Frame for supporting the pad in a pad-type humidifier unit

Abstract

An in-duct humidifier has a permeable rectangular pad to be placed in a heated air stream. Water dripping onto the top of the pad is evaporated by the air stream which is passing through the pad to thereby increase its humidity. The pad is held in a frame and the frame is mounted in the humidifier's housing. The frame holds the pad by an arrangement of sloped surfaces and narrow projections to minimize the area of the frame in direct contact with the pad. By minimizing the contact area between the pad and the frame, the amount of water flowing onto the frame and evaporating from the frame is minimized, thereby reducing the rate and amount of minerals dissolved in the water which are deposited on the frame surfaces.


Inventors: Smith; Timothy J. (Minneapolis, MN), Schwarz; Edward L. (Minneapolis, MN)
Assignee: Honeywell Inc. (Minneapolis, MN)
Appl. No.: 08/883,987
Filed: June 27, 1997


Current U.S. Class: 428/14 ; 261/106; 428/122
Current International Class: F24F 6/02 (20060101); F24F 6/04 (20060101); A47G 001/12 (); B01F 003/04 ()
Field of Search: 428/14,122 261/106

References Cited

U.S. Patent Documents
3975470 August 1976 Engel
4125576 November 1978 Kozinski
4158679 June 1979 Yeagle
4443386 April 1984 Wrightson
5168832 December 1992 Price
5211891 May 1993 Anoszko
5853625 December 1998 Kensok et al.
Primary Examiner: Epstein; Henry F.
Attorney, Agent or Firm: Schwarz; Edward L.

■ **Brief**: Reproduce the humidifier patent text word for word, between "Inventors: Smith; Timothy" and "001/12 (); B01F 003/04 ()", inclusive.

■ **Available data**:

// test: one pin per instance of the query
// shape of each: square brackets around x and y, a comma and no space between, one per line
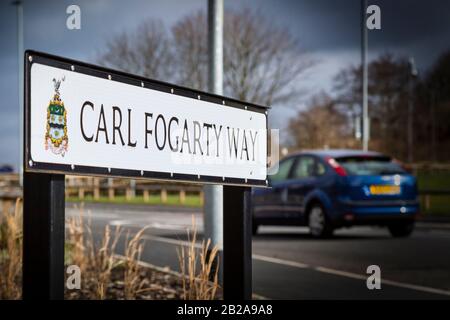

■ **Output of the exercise**:
Inventors: Smith; Timothy J. (Minneapolis, MN), Schwarz; Edward L. (Minneapolis, MN)
Assignee: Honeywell Inc. (Minneapolis, MN)
Appl. No.: 08/883,987
Filed: June 27, 1997


Current U.S. Class: 428/14 ; 261/106; 428/122
Current International Class: F24F 6/02 (20060101); F24F 6/04 (20060101); A47G 001/12 (); B01F 003/04 ()